Record extracts:
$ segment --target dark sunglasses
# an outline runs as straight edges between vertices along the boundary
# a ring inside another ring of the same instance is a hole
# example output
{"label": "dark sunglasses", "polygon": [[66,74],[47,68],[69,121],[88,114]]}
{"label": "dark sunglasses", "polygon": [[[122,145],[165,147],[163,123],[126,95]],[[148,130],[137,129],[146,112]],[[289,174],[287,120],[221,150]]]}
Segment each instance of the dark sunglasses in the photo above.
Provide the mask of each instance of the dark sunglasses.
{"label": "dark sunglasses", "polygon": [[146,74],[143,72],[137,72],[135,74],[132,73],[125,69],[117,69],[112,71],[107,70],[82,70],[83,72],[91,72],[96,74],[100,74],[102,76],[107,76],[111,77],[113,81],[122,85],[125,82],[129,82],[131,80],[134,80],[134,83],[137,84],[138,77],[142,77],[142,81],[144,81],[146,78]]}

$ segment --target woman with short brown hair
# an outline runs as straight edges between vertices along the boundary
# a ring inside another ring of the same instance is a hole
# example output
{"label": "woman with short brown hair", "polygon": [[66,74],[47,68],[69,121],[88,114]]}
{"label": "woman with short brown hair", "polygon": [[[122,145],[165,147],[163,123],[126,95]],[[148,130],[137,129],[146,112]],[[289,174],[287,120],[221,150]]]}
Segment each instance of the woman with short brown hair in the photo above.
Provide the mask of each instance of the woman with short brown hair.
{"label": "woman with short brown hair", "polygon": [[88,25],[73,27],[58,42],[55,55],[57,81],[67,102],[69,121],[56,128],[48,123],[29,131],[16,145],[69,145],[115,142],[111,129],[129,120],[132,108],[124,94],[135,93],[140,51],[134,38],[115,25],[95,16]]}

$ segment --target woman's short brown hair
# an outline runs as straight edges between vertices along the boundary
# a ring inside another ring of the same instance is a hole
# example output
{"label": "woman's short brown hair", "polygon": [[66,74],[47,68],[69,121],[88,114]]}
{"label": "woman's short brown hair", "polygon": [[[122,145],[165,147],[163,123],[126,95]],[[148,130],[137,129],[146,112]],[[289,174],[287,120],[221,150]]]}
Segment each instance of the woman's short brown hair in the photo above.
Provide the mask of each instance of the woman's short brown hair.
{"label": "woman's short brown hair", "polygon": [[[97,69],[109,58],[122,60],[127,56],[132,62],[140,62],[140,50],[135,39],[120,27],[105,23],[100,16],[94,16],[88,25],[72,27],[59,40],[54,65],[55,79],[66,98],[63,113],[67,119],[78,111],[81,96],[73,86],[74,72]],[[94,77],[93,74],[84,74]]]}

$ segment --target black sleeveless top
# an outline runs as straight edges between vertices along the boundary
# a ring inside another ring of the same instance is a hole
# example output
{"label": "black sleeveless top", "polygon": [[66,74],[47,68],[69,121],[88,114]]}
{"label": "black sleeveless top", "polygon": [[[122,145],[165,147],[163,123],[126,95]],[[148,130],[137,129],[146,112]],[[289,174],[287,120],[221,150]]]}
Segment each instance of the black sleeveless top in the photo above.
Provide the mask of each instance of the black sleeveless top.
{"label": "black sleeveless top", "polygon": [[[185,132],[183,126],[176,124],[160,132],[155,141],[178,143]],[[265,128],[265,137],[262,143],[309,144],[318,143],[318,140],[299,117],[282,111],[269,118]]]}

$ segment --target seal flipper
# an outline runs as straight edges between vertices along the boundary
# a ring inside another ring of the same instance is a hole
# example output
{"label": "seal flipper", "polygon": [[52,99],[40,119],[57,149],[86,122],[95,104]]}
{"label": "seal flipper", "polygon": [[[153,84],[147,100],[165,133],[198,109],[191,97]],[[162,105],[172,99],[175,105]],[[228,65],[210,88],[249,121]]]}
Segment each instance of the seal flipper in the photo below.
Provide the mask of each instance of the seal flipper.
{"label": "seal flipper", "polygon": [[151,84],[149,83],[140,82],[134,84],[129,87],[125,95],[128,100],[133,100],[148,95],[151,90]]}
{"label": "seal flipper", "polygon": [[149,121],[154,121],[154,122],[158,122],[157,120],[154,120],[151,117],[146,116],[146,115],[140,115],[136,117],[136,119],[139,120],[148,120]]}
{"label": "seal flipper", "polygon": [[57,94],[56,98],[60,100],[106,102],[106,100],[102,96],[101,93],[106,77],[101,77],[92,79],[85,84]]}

Problem to solve: Render the data above as a Markdown table with the columns Number and Line, giving each line a numbered row and leaving out blank lines. Begin at the line that contains "--target woman with short brown hair" and stop after the line that contains "Provide the mask of each instance of the woman with".

Solution:
| Number | Line |
|---|---|
| 1 | $ segment --target woman with short brown hair |
| 2 | # an outline runs as straight edges between vertices along the boundary |
| 3 | # a ring inside another ring of the same instance is a hole |
| 4 | # example output |
| 5 | {"label": "woman with short brown hair", "polygon": [[66,74],[47,68],[69,121],[88,114]]} |
| 6 | {"label": "woman with short brown hair", "polygon": [[[122,145],[165,147],[163,123],[126,95]],[[148,130],[137,129],[146,112]],[[289,174],[287,120],[221,150]]]} |
| 7 | Segment each instance of the woman with short brown hair in the photo above. |
| 8 | Provide the mask of each instance of the woman with short brown hair. |